» **Required work**
Print every one of the following items again, reproducing each line character for character.

+ + + +

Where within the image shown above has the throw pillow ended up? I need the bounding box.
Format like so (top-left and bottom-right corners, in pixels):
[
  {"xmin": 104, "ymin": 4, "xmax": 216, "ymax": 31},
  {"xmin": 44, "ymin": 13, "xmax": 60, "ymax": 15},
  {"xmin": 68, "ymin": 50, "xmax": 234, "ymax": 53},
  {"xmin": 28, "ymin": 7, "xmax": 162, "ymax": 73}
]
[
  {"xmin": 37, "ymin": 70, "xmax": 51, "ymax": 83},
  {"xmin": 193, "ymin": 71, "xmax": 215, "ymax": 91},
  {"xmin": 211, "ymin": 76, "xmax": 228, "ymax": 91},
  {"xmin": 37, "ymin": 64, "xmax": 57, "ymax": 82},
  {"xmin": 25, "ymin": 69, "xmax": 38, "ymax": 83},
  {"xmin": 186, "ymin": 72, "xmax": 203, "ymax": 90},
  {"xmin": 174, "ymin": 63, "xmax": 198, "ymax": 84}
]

+ + + +

» **Finished exercise**
Where within the image shown above has the throw pillow ended up? I need the bounding box.
Format like so (top-left and bottom-right corners, in pixels):
[
  {"xmin": 104, "ymin": 4, "xmax": 216, "ymax": 31},
  {"xmin": 44, "ymin": 13, "xmax": 60, "ymax": 15},
  {"xmin": 68, "ymin": 50, "xmax": 234, "ymax": 53},
  {"xmin": 28, "ymin": 7, "xmax": 162, "ymax": 73}
]
[
  {"xmin": 37, "ymin": 70, "xmax": 51, "ymax": 83},
  {"xmin": 193, "ymin": 71, "xmax": 215, "ymax": 91},
  {"xmin": 211, "ymin": 76, "xmax": 228, "ymax": 91},
  {"xmin": 37, "ymin": 64, "xmax": 57, "ymax": 82},
  {"xmin": 25, "ymin": 69, "xmax": 38, "ymax": 83},
  {"xmin": 186, "ymin": 72, "xmax": 203, "ymax": 90},
  {"xmin": 174, "ymin": 63, "xmax": 198, "ymax": 84}
]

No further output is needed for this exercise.